## [What the task asks]
Could you reproduce all of these rows with "dot" swapped for "mark", keeping everything else the same and omitting the pictures?

## [Information supplied]
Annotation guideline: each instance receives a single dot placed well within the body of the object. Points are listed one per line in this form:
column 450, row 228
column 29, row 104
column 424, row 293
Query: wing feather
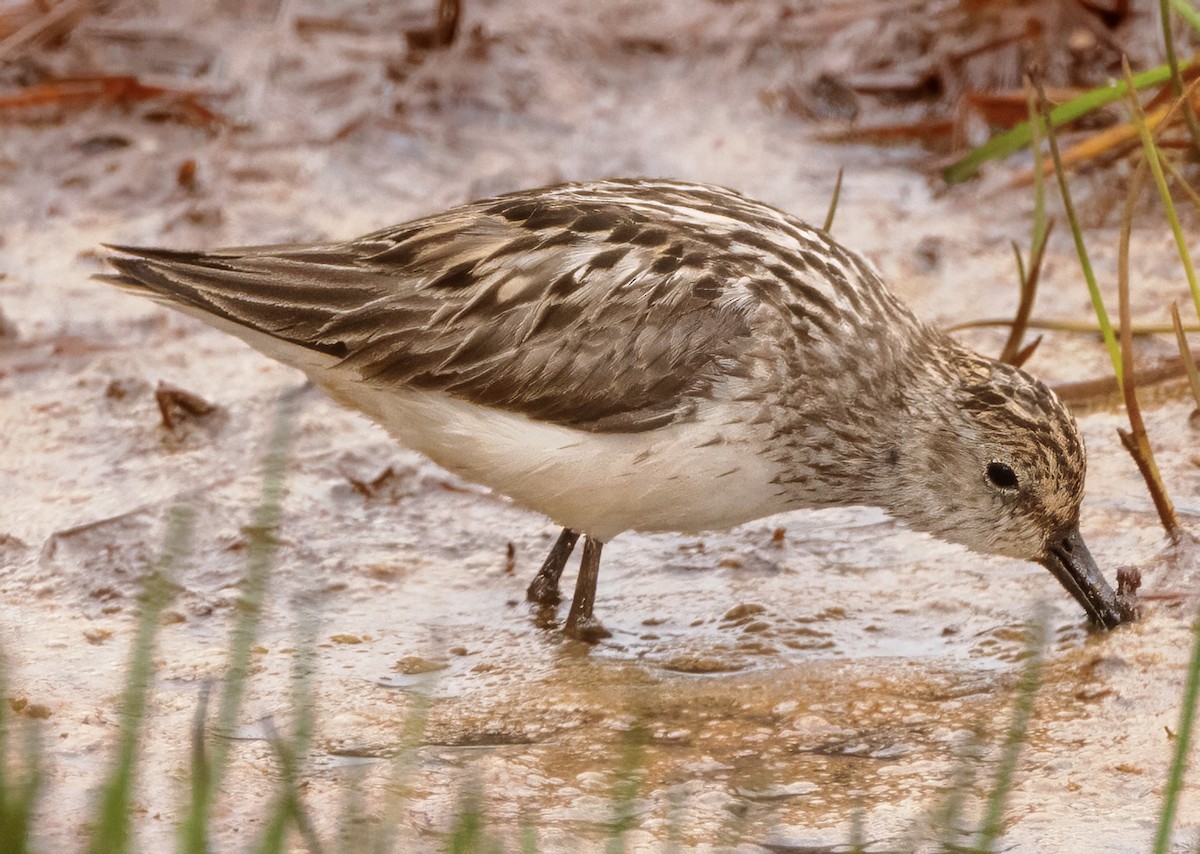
column 581, row 311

## [Exercise output]
Annotation guideline: each instance receives a single mark placed well within the body of the object. Points are listed one per line in this form:
column 450, row 228
column 29, row 104
column 424, row 293
Query: wing feather
column 581, row 311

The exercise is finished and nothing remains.